» **What the exercise asks**:
Please reproduce all of the data below exactly, leaving each picture out.

» **Records shown**:
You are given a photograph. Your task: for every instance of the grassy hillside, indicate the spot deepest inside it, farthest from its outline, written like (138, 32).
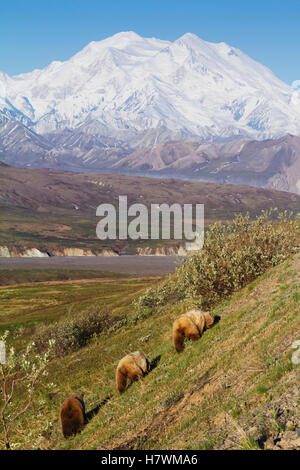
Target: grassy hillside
(236, 387)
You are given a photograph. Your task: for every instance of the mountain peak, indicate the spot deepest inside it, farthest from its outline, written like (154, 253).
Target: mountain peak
(131, 35)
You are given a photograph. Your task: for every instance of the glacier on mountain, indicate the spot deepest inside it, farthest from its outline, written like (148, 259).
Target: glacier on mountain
(127, 84)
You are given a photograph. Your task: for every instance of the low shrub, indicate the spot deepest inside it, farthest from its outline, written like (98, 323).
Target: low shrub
(74, 331)
(233, 255)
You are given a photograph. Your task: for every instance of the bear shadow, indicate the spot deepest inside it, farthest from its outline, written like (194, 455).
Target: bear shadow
(93, 412)
(154, 363)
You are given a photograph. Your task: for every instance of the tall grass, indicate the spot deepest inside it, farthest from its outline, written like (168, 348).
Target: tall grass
(232, 256)
(74, 331)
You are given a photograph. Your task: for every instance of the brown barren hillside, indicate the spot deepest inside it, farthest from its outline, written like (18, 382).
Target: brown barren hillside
(53, 209)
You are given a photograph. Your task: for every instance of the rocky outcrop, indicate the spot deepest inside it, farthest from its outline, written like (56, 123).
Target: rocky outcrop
(23, 252)
(162, 251)
(19, 252)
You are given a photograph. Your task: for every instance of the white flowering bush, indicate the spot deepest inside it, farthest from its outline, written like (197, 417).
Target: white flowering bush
(233, 255)
(21, 371)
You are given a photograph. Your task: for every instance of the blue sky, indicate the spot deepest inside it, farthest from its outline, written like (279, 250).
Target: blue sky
(35, 32)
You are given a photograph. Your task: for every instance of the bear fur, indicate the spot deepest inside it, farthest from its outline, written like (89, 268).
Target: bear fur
(134, 366)
(72, 415)
(190, 325)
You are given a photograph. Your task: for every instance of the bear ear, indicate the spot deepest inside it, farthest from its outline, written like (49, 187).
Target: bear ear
(209, 320)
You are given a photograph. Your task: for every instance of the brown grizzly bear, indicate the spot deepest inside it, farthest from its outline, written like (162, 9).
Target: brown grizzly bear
(72, 415)
(133, 367)
(190, 325)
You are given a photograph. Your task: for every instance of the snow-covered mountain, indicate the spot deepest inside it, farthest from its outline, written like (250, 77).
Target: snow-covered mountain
(127, 84)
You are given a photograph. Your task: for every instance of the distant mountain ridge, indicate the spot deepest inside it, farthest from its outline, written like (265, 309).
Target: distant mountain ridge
(187, 109)
(129, 84)
(271, 163)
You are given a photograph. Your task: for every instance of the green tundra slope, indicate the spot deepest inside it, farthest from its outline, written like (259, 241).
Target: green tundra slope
(235, 388)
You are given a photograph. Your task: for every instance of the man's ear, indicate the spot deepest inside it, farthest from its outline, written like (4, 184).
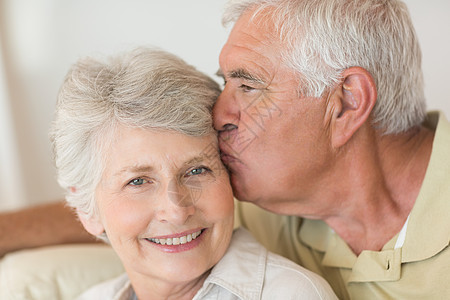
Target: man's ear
(352, 102)
(92, 224)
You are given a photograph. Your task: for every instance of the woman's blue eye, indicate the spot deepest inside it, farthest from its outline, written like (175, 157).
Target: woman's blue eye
(138, 181)
(197, 171)
(246, 88)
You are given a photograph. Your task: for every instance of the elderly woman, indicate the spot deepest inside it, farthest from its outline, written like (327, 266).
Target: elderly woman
(135, 150)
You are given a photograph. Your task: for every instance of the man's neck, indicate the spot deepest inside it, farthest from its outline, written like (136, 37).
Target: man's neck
(383, 178)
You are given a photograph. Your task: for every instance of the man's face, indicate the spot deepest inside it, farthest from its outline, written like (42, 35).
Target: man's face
(273, 141)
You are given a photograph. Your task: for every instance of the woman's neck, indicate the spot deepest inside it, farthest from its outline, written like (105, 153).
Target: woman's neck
(154, 289)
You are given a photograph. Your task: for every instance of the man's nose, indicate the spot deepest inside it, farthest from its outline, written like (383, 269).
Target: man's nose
(226, 111)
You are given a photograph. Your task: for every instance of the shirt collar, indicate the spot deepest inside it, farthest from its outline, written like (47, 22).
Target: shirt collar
(428, 222)
(428, 230)
(242, 269)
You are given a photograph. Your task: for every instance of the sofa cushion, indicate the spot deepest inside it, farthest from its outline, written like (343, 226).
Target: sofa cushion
(57, 272)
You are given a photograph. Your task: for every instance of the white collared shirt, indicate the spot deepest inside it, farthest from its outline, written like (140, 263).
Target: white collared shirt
(247, 271)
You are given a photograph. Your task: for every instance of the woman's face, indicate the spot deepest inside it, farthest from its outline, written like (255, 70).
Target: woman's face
(165, 203)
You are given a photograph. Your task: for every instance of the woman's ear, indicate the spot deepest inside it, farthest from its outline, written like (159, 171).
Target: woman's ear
(352, 102)
(92, 224)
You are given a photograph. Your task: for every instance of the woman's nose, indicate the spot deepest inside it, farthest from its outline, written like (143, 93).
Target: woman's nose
(177, 203)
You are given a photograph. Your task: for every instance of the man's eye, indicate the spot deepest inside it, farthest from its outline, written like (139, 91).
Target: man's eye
(138, 181)
(246, 88)
(197, 171)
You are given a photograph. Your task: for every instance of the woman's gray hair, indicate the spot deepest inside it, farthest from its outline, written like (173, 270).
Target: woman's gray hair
(324, 37)
(145, 88)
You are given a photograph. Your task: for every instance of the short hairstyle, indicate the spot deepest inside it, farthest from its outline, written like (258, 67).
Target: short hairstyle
(322, 38)
(145, 88)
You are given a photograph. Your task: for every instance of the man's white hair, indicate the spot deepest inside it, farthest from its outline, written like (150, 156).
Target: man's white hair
(322, 38)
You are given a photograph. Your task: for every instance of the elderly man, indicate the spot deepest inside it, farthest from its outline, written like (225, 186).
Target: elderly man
(322, 119)
(322, 122)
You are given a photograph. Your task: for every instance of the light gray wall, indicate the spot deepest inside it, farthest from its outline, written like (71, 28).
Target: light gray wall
(42, 38)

» **Exercise solution**:
You are given a photograph. Your task: for every instance of the grassy hillside, indicate the spot deepest inside it, farthest from its outline, written like (138, 32).
Target: grassy hillside
(236, 387)
You are given a photograph. Your task: for every instance of the mountain peak, indicate the spot deepest inside it, farthest from its outline, written like (154, 253).
Target: mountain peak
(131, 35)
You are given a photograph. Your task: for every instance of the glacier on mountain, indicate the spot deepest inside it, farthest from its outline, written like (148, 259).
Target: glacier on mountain
(127, 84)
You are given a photograph. Your task: for every instance of the low shrub, indicate the spot deepest inside it, farthest from its outline, written like (98, 323).
Target: low shrub
(74, 331)
(233, 255)
You are given a photograph. Your task: for every instance of the bear shadow, indicate the spot deepest inside it, farthest from its outline, written like (194, 455).
Target: bear shadow
(93, 412)
(154, 363)
You are given a photograph. Your task: for every instance of the tall grass, indicate the spot deepest inside it, farthest from its outline, written like (168, 348).
Target: tall grass
(232, 256)
(74, 331)
You are given a photograph. Your task: for every instance of the brown barren hillside, indicate the spot deepest inside it, farthest from its outline, written like (18, 382).
Target: brown barren hillside
(53, 209)
You are given a photograph. Your task: for every instance of the rocky outcrop, indicate the spot deepest inside it, farthest from its outline, written like (56, 123).
Target: rocky outcrop
(23, 252)
(162, 251)
(19, 252)
You are given a photograph. Your task: for every instance of the white flowering bush, indicate the spot deepest inside it, farthest from its outline, written like (197, 417).
Target: white flowering bush
(233, 255)
(21, 371)
You are given a photograph. Your task: for every instance of the blue sky, indicate the spot deepest inside it, farthest from its outline, written like (279, 250).
Target: blue sky
(35, 32)
You are given a photograph. Your task: for every instance of the bear fur, indicate the spot deepest inside it, farthest from its outline, written like (89, 268).
Target: bear fur
(134, 366)
(72, 415)
(190, 325)
You are given a photograph. Your task: for every instance of the bear ear, indicate the spot deepest inside it, farthest from its outline, written like (49, 187).
Target: bear ear
(209, 320)
You are given a photograph. Your task: for every instance of the brown grizzly bear, indicate the spot deepest inside it, farthest from its outline, written like (162, 9).
Target: brown grizzly bear
(72, 415)
(133, 367)
(190, 325)
You are given a photograph. Your task: for every instance of the snow-covered mountain, indicate the spot deepest inside it, farthest from its outline, written like (250, 77).
Target: snow-covered mountain
(127, 84)
You are given a photograph. Your task: for every instance of the distant mountain ridge, indicate the spot deepest inside it, farthest from its outline, written like (265, 309).
Target: distant mountain ridge
(187, 109)
(129, 84)
(271, 163)
You are given a photograph. Your task: for every instance of the green tundra slope, indicate the spot deepest inside it, farthest from its outline, written like (259, 241).
Target: green tundra slope
(235, 388)
You are given a photograph. Your task: for every instance of the man's ear, indicate the spot deepest inside it, farthest from its outline, written like (4, 184).
Target: man's ear
(352, 102)
(92, 224)
You are given a photograph. Your task: for every instance of the woman's blue eye, indicate the spot deepest inside it, farthest from its outline, written like (175, 157).
Target: woman's blue eye
(138, 181)
(197, 171)
(246, 88)
You are given a photograph. Your task: for every instance of the elderly woman, indicate the spot deepest inside it, farthest from its outline, written like (327, 266).
Target: elderly woman
(135, 150)
You are given a photograph. Your task: for every instance of the man's neck, indicate the spot deepest inside it, farthest from its outline, written like (136, 37).
Target: man's neck
(383, 178)
You are given a photograph. Your task: for every instance of the man's face, indicate the spot deepest inside it, farthest from its outline, written like (42, 35).
Target: man's face
(273, 141)
You are given a photograph. Your task: for every instance of the woman's neck, indicate the spot deepest inside it, farthest from its outline, written like (105, 153).
Target: woman's neck
(154, 289)
You are given a photograph. Your task: for every instance of the man's nose, indicate the spot deepest inside it, farthest from its outline, written like (383, 269).
Target: man's nose
(226, 111)
You are given a photograph. Your task: for every instance of the shirt collar, indicate the spot deepest inside it, farthest from its outline, written like (47, 22).
Target: shirt collar
(428, 222)
(428, 230)
(242, 269)
You are given a photograph. Your task: for every instance of the sofa cushion, indicate the spot deepest inside it, farthest from its outline, written like (343, 226).
Target: sofa cushion
(57, 272)
You are given a photograph. Your task: for every instance of the white collared shirt, indicate the spot deepest inside it, farthest from its outline, written like (140, 263).
Target: white collared shirt
(247, 271)
You are given a photograph. Your task: for every instance of the woman's face, indicate the spot deepest inside it, farthest from its outline, written like (255, 70).
Target: woman's face
(165, 203)
You are given a photograph. Your task: for every instance of the woman's ear, indicate the spot deepest inside it, farthest from its outline, written like (159, 171).
Target: woman's ear
(352, 102)
(92, 224)
You are given a photograph. Your task: for every instance of the woman's nose, indicate the spot deepest inside it, farthest from its outline, written like (143, 93).
Target: woman's nose
(177, 203)
You are given a photograph. Your task: for every instance of the man's eye, indicate the spot deepest inside it, farthest from its outline, written like (139, 91).
Target: man's eye
(138, 181)
(246, 88)
(197, 171)
You are given a photograph. Your task: for every instance of the woman's gray hair, indicate the spot deepest inside it, farthest from its outline, written like (173, 270).
Target: woman's gray hair
(324, 37)
(145, 88)
You are given a photograph. Your task: for every instance of the short hairstyle, indicate the spot deepest inside it, farthest from its outline, written like (258, 67).
Target: short hairstyle
(322, 38)
(145, 88)
You are given a photograph. Your task: for every instance of the man's white hair, indicate the spot deepest inside it, farthest from its outline, written like (150, 156).
Target: man's white hair
(322, 38)
You are given a photograph. Your task: for every instance of the elderly man, indicate the spot deepest inside it, farthest from its outline, written like (225, 186).
Target: elderly man
(322, 119)
(322, 122)
You are given a photograph. Your task: for every instance of the light gray wall, indicate the spot deepest inside it, farthest from its outline, written like (71, 28).
Target: light gray wall
(42, 38)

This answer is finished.